_What is needed_
Among the lines below, which ones contain the word "wooden"? Copy every such line.

══ Data for review

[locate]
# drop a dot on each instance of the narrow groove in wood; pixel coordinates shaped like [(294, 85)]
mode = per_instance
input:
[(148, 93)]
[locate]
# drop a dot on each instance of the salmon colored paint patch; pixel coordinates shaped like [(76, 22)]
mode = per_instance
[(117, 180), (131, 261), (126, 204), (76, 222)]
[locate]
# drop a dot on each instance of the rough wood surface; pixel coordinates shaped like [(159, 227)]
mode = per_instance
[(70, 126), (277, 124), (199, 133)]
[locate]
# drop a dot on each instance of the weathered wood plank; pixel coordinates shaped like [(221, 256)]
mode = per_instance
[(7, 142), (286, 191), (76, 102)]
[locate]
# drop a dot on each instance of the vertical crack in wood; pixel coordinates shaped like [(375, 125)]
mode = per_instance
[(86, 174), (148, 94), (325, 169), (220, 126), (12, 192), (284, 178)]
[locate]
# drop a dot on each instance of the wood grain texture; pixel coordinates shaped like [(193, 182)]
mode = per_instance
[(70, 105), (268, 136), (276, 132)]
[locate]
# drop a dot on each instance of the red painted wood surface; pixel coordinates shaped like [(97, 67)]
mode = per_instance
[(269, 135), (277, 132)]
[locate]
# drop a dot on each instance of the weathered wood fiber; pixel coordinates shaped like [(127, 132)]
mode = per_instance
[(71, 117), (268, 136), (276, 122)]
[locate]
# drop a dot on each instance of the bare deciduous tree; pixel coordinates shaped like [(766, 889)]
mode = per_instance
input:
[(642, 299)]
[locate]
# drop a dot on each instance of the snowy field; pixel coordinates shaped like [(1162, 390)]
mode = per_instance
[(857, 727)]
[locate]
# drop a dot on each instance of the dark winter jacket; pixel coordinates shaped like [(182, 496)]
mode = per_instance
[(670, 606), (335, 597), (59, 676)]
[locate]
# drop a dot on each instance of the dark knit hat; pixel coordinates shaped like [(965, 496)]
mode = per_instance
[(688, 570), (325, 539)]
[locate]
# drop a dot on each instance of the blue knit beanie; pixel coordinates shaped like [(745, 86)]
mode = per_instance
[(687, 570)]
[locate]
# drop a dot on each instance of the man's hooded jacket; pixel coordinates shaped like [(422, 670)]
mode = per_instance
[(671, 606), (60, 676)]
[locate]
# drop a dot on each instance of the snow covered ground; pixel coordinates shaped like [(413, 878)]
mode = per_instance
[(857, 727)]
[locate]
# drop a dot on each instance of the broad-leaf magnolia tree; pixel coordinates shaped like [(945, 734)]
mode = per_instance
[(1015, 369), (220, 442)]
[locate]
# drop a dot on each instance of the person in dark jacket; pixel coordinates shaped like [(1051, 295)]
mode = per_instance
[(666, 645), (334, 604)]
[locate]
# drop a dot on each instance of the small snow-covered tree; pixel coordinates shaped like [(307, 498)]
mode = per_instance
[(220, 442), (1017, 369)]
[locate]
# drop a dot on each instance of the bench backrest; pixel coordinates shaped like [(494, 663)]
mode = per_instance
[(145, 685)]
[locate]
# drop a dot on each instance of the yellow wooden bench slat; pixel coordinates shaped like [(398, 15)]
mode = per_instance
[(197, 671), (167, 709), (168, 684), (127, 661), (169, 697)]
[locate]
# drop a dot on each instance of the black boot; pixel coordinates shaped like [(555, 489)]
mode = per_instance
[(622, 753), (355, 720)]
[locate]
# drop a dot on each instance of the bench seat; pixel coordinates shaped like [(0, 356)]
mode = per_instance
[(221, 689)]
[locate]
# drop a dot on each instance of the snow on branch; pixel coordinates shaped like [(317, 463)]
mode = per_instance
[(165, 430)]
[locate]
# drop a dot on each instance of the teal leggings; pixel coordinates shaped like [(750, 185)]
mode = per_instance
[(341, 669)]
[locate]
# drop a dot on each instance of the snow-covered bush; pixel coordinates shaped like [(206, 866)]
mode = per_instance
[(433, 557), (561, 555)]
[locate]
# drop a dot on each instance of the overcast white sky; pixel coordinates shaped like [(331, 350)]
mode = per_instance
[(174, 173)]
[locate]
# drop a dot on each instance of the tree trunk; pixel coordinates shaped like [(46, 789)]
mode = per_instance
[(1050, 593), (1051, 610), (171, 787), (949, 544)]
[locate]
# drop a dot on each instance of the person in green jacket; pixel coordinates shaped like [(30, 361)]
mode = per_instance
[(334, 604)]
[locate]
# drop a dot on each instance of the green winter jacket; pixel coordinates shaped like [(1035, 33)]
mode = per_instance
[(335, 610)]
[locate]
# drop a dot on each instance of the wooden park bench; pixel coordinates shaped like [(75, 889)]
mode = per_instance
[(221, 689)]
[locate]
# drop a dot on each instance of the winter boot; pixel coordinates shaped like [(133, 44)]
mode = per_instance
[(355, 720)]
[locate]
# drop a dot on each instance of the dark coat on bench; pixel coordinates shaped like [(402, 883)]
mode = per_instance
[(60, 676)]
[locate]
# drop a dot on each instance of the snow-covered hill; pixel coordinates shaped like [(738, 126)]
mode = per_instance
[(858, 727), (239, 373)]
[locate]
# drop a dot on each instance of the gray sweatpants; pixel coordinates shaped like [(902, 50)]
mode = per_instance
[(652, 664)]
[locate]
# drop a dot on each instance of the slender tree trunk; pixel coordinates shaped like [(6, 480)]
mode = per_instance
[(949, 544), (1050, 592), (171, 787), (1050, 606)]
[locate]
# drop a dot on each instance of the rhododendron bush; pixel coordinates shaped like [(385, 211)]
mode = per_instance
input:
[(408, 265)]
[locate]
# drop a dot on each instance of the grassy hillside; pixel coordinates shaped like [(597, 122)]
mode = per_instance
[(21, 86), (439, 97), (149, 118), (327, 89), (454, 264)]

════

_Answer space_
# drop a dot on each instance of the yellow wooden bench slat; pixel coordinates shaped like [(398, 15)]
# drop a dot on each instance of the wooden park bench; pixel coordinates shaped like [(75, 889)]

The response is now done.